## start

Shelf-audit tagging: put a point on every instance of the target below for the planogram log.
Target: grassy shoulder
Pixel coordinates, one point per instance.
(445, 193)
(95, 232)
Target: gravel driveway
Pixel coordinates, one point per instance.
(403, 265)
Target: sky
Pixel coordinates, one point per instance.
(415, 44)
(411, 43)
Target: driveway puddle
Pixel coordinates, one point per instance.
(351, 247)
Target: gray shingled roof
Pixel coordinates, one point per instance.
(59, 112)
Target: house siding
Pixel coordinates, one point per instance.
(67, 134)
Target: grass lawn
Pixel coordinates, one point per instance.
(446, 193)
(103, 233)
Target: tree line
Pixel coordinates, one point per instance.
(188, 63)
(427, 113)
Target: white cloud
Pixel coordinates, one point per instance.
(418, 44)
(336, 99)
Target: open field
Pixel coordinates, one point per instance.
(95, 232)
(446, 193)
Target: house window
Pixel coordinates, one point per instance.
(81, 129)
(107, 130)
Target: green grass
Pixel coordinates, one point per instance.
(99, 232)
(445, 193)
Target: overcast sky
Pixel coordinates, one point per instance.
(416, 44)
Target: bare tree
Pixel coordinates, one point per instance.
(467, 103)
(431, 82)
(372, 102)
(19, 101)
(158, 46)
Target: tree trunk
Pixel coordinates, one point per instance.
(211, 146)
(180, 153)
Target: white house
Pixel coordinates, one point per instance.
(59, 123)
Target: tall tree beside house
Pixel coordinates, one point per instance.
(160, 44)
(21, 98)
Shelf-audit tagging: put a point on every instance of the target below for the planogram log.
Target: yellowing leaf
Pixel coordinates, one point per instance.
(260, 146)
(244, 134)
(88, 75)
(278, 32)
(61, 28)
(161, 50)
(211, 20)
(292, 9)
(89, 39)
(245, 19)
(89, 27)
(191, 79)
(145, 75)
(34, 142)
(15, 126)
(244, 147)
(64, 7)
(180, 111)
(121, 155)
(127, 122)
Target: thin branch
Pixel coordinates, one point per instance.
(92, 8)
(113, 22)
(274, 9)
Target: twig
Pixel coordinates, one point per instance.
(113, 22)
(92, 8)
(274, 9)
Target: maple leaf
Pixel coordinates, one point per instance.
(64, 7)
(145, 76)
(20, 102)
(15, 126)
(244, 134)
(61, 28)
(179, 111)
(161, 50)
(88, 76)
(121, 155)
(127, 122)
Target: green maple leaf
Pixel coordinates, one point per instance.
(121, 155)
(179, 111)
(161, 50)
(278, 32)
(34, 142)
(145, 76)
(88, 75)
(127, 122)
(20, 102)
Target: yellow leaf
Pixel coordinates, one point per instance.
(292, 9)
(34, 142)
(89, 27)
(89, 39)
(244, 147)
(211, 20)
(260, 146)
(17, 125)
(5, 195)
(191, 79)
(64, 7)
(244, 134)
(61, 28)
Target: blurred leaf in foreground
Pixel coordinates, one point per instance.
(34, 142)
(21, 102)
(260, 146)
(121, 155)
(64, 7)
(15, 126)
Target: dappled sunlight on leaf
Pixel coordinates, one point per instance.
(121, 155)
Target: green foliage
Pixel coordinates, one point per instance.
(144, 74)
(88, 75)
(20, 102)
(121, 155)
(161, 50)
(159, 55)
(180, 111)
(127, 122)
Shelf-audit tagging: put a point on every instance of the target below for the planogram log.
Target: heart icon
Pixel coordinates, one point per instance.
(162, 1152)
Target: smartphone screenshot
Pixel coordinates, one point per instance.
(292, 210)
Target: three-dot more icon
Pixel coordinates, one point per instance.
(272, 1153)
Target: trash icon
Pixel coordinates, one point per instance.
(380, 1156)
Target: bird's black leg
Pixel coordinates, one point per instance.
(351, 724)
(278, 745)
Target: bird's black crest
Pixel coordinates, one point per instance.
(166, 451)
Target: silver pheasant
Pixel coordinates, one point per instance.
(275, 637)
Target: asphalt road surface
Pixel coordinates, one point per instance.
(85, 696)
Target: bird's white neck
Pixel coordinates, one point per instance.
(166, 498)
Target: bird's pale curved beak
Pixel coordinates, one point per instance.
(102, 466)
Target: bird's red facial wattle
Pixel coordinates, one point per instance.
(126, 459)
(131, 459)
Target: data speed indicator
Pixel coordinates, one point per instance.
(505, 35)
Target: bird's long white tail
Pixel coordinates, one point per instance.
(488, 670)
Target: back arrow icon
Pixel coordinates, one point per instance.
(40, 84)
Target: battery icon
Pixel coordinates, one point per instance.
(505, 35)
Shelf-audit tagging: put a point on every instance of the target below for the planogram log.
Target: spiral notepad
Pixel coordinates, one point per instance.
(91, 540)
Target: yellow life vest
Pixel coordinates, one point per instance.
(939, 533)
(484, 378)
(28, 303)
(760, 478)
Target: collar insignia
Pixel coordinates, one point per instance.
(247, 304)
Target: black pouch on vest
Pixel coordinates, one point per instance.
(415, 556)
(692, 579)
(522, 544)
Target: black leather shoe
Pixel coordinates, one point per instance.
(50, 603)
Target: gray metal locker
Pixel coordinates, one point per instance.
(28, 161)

## end

→ **TASK DESCRIPTION**
Reproduce the records in full, replacing "planogram log" with "inventory log" wherever it occurs and leaving everything else unchanged.

→ **ANSWER FOR THE TASK**
Shelf-audit tagging: put a point on every instance of the target below for the inventory log.
Target: grassy shoulder
Pixel coordinates, one point per instance.
(445, 193)
(95, 232)
Target: gravel driveway
Pixel coordinates, one point per instance.
(403, 265)
Target: sky
Pixel coordinates, one point per instance.
(415, 44)
(411, 43)
Target: driveway puddle
Pixel coordinates, one point per instance.
(351, 247)
Target: gray shingled roof
Pixel coordinates, one point per instance.
(59, 112)
Target: house siding
Pixel coordinates, one point per instance.
(67, 134)
Target: grass lawn
Pixel coordinates, one point per instance.
(446, 193)
(103, 233)
Target: tree line
Pixel coordinates, one point per instance.
(188, 63)
(427, 113)
Target: white cloud
Pixel coordinates, one point per instance.
(418, 44)
(336, 99)
Target: open field
Pixel coordinates, one point per instance.
(95, 232)
(446, 193)
Target: house window
Pixel coordinates, one point per instance.
(81, 129)
(107, 130)
Target: green grass
Pixel coordinates, one point per instance.
(99, 232)
(445, 193)
Target: overcast sky
Pixel coordinates, one point per instance.
(416, 44)
Target: bare tree
Pixel coordinates, one point per instance.
(467, 103)
(431, 82)
(372, 102)
(19, 101)
(158, 46)
Target: tree trunk
Pixel coordinates, one point per instance.
(211, 146)
(180, 153)
Target: white house
Pixel coordinates, one point per instance.
(59, 123)
Target: tall tree beside house
Pixel coordinates, one point per instance.
(160, 44)
(21, 98)
Shelf-audit tagging: put a point on every instance of the target below for the inventory log.
Target: yellowing leaf
Pixel coordinates, one point per instance.
(260, 146)
(244, 134)
(88, 75)
(278, 32)
(61, 28)
(161, 50)
(211, 20)
(292, 9)
(89, 39)
(245, 19)
(89, 27)
(191, 79)
(145, 75)
(34, 142)
(15, 126)
(244, 147)
(64, 7)
(180, 111)
(121, 155)
(127, 122)
Target: thin branch
Pixel coordinates, one point per instance.
(92, 8)
(113, 22)
(274, 9)
Target: twig
Pixel coordinates, one point per instance.
(113, 22)
(92, 8)
(274, 9)
Target: maple leaf
Pixel coordinates, one point per instance.
(64, 7)
(145, 76)
(20, 102)
(15, 126)
(244, 134)
(61, 28)
(179, 111)
(161, 50)
(88, 76)
(121, 155)
(127, 122)
Target: green maple leaf
Pixel coordinates, one point per instance.
(121, 155)
(179, 111)
(161, 50)
(278, 32)
(34, 142)
(145, 76)
(88, 75)
(127, 122)
(20, 102)
Target: yellow leaf
Pixel coordinates, one point per instance.
(292, 9)
(34, 142)
(89, 27)
(89, 39)
(244, 147)
(211, 20)
(260, 146)
(17, 125)
(5, 195)
(191, 79)
(64, 7)
(244, 134)
(61, 28)
Target: blurred leaf in foreground
Pixel coordinates, one point per instance.
(34, 142)
(21, 102)
(260, 146)
(121, 155)
(64, 7)
(15, 126)
Target: dappled sunlight on leaf
Pixel coordinates, one point per instance.
(121, 155)
Target: green foliage
Pixel coordinates, one point per instance.
(144, 74)
(88, 75)
(20, 102)
(121, 155)
(161, 50)
(159, 55)
(180, 111)
(127, 122)
Shelf-audit tagging: put a point on every instance of the target below for the inventory log.
Target: heart icon
Pixel coordinates, one point per instance.
(162, 1152)
Target: smartphone screenshot
Pixel coordinates, one point per instance.
(292, 210)
Target: three-dot more icon
Pixel coordinates, one point per instance.
(272, 1153)
Target: trash icon
Pixel coordinates, one point per instance.
(380, 1156)
Target: bird's black leg
Pixel coordinates, one point per instance.
(351, 724)
(278, 745)
Target: bird's black crest
Pixel coordinates, one point per instance.
(166, 451)
Target: silver pheasant
Pixel coordinates, one point per instance.
(275, 637)
Target: asphalt road surface
Pixel coordinates, one point per instance.
(85, 696)
Target: bird's white neck
Pixel coordinates, one point per instance.
(166, 498)
Target: bird's pale curved beak
Pixel coordinates, one point per instance.
(102, 466)
Target: bird's red facial wattle
Pixel coordinates, one point per instance.
(126, 459)
(131, 459)
Target: data speed indicator
Pixel coordinates, one point per instance.
(505, 35)
Target: bird's long white tail
Pixel coordinates, one point per instance.
(488, 670)
Target: back arrow icon
Pixel coordinates, one point per instance.
(40, 84)
Target: battery icon
Pixel coordinates, one point per instance.
(505, 35)
Shelf-audit tagging: put a point on every instance of the target below for the inventory log.
Target: spiral notepad
Pixel coordinates, one point per instance.
(91, 540)
Target: yellow life vest
Pixel coordinates, one point per instance.
(939, 533)
(484, 378)
(28, 303)
(760, 478)
Target: collar insignia
Pixel coordinates, one point per instance.
(247, 304)
Target: black pouch on vest
Pixel coordinates, one point per instance.
(415, 556)
(692, 579)
(522, 544)
Target: black leather shoe
Pixel coordinates, one point per instance.
(50, 603)
Target: gray metal locker
Pixel coordinates, one point per instance.
(28, 161)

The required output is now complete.